YOUR OBJECTIVE: Produce the listing below again, exactly as shown.

EXTRACTED RECORDS:
_ _ _ _ _
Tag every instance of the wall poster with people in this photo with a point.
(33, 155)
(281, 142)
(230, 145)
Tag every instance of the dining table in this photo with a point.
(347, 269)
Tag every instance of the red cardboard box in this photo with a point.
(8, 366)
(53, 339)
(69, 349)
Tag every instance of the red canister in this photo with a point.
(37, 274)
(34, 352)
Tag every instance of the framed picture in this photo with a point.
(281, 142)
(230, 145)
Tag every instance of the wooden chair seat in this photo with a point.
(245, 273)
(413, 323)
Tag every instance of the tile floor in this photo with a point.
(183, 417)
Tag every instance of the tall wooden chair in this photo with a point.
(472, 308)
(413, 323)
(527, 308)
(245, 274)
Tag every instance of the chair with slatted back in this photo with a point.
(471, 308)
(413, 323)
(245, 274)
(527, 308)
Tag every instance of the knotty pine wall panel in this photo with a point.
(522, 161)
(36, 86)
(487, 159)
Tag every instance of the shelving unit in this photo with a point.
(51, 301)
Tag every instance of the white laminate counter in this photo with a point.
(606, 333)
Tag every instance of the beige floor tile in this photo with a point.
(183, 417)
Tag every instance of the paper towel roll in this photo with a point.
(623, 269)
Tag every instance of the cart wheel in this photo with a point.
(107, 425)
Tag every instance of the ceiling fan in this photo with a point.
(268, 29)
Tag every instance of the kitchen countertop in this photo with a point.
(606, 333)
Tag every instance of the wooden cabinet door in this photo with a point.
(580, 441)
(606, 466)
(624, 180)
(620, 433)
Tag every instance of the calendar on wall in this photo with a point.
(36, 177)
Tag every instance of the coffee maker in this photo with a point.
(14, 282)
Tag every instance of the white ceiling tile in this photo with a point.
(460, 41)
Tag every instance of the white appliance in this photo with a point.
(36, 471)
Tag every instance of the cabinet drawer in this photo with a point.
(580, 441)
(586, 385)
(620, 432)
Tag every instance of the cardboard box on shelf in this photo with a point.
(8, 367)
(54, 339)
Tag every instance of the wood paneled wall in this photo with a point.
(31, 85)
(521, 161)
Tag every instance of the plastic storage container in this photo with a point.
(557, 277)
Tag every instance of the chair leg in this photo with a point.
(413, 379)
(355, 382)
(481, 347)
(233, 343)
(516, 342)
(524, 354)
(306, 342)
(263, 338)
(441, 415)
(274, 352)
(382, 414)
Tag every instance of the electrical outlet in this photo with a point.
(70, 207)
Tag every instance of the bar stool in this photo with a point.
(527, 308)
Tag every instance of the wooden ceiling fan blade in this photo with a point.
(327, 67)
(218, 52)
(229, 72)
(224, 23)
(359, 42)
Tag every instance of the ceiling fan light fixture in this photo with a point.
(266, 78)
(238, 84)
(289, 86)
_ _ _ _ _
FINISHED ANSWER:
Tag every instance of the wall poster with people in this photo with a point.
(33, 155)
(281, 142)
(230, 145)
Tag every instance of the dining table in this photo with a point.
(347, 269)
Tag every instance of the red cardboard box in this photo with a point.
(8, 366)
(53, 339)
(69, 349)
Tag every instance of the red canister in this photo with a point.
(37, 274)
(34, 352)
Tag every instance of the framed picture in this photo with a point.
(281, 142)
(230, 145)
Tag every instance of the wooden chair seat in this photo with a point.
(245, 273)
(413, 323)
Tag every instance of the tile floor in this photo with a point.
(183, 417)
Tag every instance of the tall wooden chair in this photo with a point.
(472, 308)
(413, 323)
(527, 308)
(245, 274)
Tag every instance of the chair with slatted back in this photo with a point.
(471, 308)
(413, 323)
(245, 274)
(527, 308)
Tag every instance of the knotty pine wall panel in this photo with a point.
(522, 161)
(36, 86)
(487, 159)
Tag every instance of the shelving unit in this photo with a point.
(51, 301)
Tag every instance of the white laminate counter in this photo with a point.
(606, 333)
Tag every instance of the beige floor tile in this photo with a point.
(183, 417)
Tag every instance of the paper towel roll in this photo with a point.
(623, 269)
Tag every instance of the cart wheel in this photo with a point.
(107, 425)
Tag every instance of the ceiling fan in this photo with a point.
(268, 29)
Tag every instance of the kitchen countertop in this photo with a point.
(606, 333)
Tag every instance of the wooden cabinet door in this photo with a point.
(580, 441)
(606, 466)
(624, 180)
(620, 433)
Tag every instance of the calendar on wall in this photo with a point.
(36, 177)
Tag every instance of the coffee maker in this photo with a point.
(14, 282)
Tag every instance of the white ceiling tile in this photo with a point.
(460, 41)
Tag every instance of the white appliance in this photo with a point.
(36, 471)
Tag every instance of the cabinet drawer in this photo with a point.
(580, 441)
(586, 385)
(620, 432)
Tag every instance of the cardboard box on shelf in this photo with a point.
(8, 367)
(54, 339)
Tag every instance of the wood paneled wall in this photo with a point.
(31, 85)
(521, 161)
Tag every instance of the plastic storage container in this photo with a point.
(557, 277)
Tag every instance of the chair leg in this photo with a point.
(413, 379)
(355, 382)
(481, 347)
(233, 343)
(516, 342)
(524, 354)
(306, 342)
(263, 338)
(441, 415)
(274, 352)
(382, 414)
Tag every instance of the electrical outlet in this photo with a point.
(70, 207)
Tag every instance of the bar stool in this photo with a point.
(527, 308)
Tag every instance of the wooden ceiling fan blade in this photo with a point.
(327, 67)
(218, 52)
(229, 72)
(224, 23)
(359, 42)
Tag every instance of the ceiling fan light fixture in this photo with a point.
(266, 78)
(238, 84)
(289, 86)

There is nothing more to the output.